◆ **Written instruction**:
Rename "rock face" to "cliff" in the data below, keeping everything else as it is.

* begin Source data *

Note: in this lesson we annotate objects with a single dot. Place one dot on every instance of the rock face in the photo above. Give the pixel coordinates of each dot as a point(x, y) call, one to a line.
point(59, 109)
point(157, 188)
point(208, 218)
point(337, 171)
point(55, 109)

* end Source data *

◆ **Answer to this task**:
Note: in this lesson we annotate objects with a single dot. Place one dot on every instance of the cliff in the photo above. Give the pixel coordinates of each dot as a point(x, y) call, one to a line.
point(59, 109)
point(157, 188)
point(208, 218)
point(337, 171)
point(55, 109)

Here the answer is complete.